━━━ DATA FOR REVIEW ━━━
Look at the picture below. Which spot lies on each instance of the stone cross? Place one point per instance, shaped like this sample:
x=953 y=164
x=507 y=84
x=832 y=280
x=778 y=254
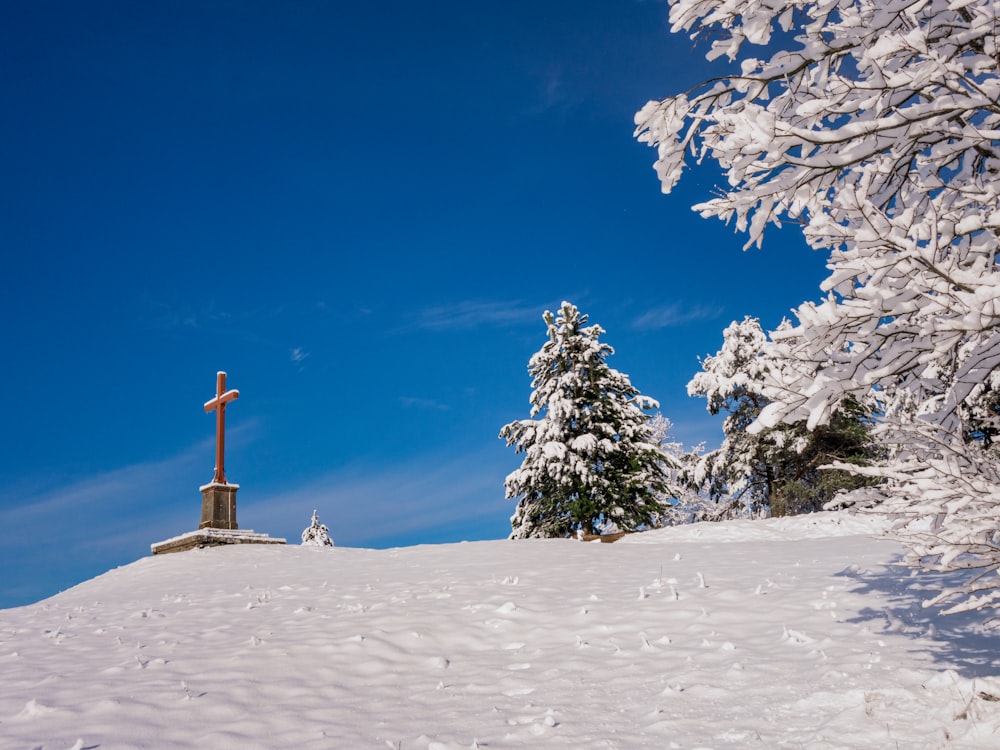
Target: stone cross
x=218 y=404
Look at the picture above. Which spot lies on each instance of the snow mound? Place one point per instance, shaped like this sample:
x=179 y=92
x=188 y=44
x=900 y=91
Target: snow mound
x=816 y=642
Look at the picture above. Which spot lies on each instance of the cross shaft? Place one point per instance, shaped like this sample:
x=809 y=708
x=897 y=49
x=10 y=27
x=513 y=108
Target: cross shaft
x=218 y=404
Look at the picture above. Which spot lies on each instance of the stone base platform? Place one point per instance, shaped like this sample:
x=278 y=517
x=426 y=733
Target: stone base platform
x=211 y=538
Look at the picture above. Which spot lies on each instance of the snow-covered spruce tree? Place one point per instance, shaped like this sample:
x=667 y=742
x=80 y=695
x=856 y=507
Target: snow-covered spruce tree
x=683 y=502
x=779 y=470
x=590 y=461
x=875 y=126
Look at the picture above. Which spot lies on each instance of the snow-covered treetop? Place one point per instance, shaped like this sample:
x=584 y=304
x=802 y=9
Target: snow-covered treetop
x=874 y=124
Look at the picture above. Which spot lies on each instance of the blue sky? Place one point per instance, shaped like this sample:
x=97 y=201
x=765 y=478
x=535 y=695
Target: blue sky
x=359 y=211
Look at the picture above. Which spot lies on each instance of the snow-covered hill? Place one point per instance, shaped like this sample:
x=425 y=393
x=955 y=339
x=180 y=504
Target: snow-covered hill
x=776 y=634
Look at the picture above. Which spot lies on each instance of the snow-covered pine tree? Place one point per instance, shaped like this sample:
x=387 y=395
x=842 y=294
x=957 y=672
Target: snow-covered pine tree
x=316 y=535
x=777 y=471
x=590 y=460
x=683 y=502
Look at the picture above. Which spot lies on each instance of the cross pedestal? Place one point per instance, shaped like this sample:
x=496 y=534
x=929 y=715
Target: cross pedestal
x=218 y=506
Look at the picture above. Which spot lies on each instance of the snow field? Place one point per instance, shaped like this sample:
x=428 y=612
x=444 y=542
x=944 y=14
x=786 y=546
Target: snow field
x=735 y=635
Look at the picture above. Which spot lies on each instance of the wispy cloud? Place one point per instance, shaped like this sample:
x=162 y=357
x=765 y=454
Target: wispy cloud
━━━
§ **WHAT YOU SHOULD DO**
Examine the data above and state how many of its lines contain the word "cloud", with no further remarks.

§ **ANSWER BOX**
2